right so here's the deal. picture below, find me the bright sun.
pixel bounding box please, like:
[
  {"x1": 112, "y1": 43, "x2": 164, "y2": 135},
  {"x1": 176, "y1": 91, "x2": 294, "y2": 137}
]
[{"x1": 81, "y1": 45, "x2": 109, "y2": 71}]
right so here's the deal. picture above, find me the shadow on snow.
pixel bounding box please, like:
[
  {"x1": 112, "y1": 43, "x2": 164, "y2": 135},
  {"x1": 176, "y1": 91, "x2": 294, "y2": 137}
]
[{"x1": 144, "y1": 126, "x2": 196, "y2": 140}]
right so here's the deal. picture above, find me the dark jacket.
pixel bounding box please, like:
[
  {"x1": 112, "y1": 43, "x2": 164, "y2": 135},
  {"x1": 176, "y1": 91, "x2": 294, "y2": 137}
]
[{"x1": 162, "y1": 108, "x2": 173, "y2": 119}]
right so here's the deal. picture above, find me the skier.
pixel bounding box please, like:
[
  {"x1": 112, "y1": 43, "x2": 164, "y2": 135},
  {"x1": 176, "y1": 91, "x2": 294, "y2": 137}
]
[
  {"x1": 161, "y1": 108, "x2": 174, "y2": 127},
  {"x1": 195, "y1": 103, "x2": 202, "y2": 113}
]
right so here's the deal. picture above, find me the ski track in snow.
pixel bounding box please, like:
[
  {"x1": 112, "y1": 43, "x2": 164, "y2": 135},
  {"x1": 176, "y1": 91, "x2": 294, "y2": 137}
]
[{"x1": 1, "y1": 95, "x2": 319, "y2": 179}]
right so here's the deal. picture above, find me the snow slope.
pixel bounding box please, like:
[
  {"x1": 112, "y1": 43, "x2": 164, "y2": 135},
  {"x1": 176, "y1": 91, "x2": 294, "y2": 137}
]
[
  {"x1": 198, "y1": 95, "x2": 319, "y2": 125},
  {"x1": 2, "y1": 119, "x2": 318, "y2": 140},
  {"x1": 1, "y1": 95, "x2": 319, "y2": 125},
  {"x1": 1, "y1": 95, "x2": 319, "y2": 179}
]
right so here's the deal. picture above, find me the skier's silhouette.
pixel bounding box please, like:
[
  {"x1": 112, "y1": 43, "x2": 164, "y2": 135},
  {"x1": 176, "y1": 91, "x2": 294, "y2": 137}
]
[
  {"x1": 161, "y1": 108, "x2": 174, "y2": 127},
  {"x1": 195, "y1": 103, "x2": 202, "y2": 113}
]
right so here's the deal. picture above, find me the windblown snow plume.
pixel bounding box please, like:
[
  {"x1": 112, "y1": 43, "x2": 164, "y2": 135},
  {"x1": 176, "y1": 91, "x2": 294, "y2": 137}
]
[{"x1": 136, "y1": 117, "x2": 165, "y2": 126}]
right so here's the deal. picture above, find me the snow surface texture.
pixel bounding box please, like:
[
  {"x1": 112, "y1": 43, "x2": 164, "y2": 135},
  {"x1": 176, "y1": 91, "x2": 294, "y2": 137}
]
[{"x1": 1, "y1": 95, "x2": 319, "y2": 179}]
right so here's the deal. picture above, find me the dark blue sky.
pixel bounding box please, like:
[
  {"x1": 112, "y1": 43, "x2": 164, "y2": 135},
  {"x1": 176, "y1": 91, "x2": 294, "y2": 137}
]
☆ ☆ ☆ ☆ ☆ ☆ ☆
• [Exercise brief] Without omitting anything, reproduce the whole of the data.

• [Written answer]
right so here's the deal. picture below, find me the bright sun.
pixel bounding box please, like:
[
  {"x1": 112, "y1": 43, "x2": 164, "y2": 135},
  {"x1": 176, "y1": 91, "x2": 294, "y2": 137}
]
[{"x1": 81, "y1": 45, "x2": 109, "y2": 71}]
right so here's the deal. picture above, find me the shadow on snow.
pixel bounding box please, like:
[
  {"x1": 112, "y1": 43, "x2": 164, "y2": 135},
  {"x1": 176, "y1": 91, "x2": 294, "y2": 137}
]
[{"x1": 144, "y1": 126, "x2": 196, "y2": 140}]
right so here's the deal. picture above, find me the dark jacket.
pixel bounding box please, like:
[
  {"x1": 112, "y1": 43, "x2": 164, "y2": 135},
  {"x1": 176, "y1": 91, "x2": 294, "y2": 137}
]
[{"x1": 162, "y1": 108, "x2": 173, "y2": 119}]
right so here's the deal. picture above, find me the skier.
pixel bounding box please, like:
[
  {"x1": 112, "y1": 43, "x2": 164, "y2": 135},
  {"x1": 176, "y1": 91, "x2": 294, "y2": 137}
]
[
  {"x1": 161, "y1": 108, "x2": 174, "y2": 127},
  {"x1": 195, "y1": 103, "x2": 202, "y2": 113}
]
right so here's the deal. picture above, find me the ski track in snow.
pixel bounding box please, like:
[
  {"x1": 112, "y1": 43, "x2": 164, "y2": 135},
  {"x1": 176, "y1": 91, "x2": 294, "y2": 137}
]
[{"x1": 1, "y1": 95, "x2": 319, "y2": 179}]
right so here's the deal. picture above, find me the snow slope.
pixel bounding box please, like:
[
  {"x1": 112, "y1": 43, "x2": 164, "y2": 135},
  {"x1": 176, "y1": 91, "x2": 294, "y2": 137}
]
[
  {"x1": 198, "y1": 95, "x2": 319, "y2": 125},
  {"x1": 2, "y1": 119, "x2": 318, "y2": 140},
  {"x1": 1, "y1": 95, "x2": 319, "y2": 125},
  {"x1": 1, "y1": 95, "x2": 319, "y2": 179}
]
right so here's the deal. picture above, find me the skier's silhouette.
pixel bounding box please, like:
[
  {"x1": 112, "y1": 43, "x2": 164, "y2": 135},
  {"x1": 176, "y1": 91, "x2": 294, "y2": 137}
]
[
  {"x1": 161, "y1": 108, "x2": 174, "y2": 127},
  {"x1": 195, "y1": 103, "x2": 202, "y2": 113}
]
right so here's the deal. picture above, find me the windblown snow plume.
pixel bounding box please, like:
[
  {"x1": 112, "y1": 43, "x2": 164, "y2": 135},
  {"x1": 176, "y1": 91, "x2": 294, "y2": 137}
]
[{"x1": 136, "y1": 117, "x2": 165, "y2": 126}]
right so here's the deal. picture above, find me the snow surface texture.
pixel bounding box please, like:
[
  {"x1": 112, "y1": 43, "x2": 164, "y2": 135},
  {"x1": 176, "y1": 91, "x2": 294, "y2": 137}
]
[{"x1": 1, "y1": 95, "x2": 319, "y2": 179}]
right so here's the deal. picture above, find me the dark blue sky.
pixel bounding box please, like:
[
  {"x1": 112, "y1": 43, "x2": 164, "y2": 135},
  {"x1": 176, "y1": 91, "x2": 294, "y2": 137}
]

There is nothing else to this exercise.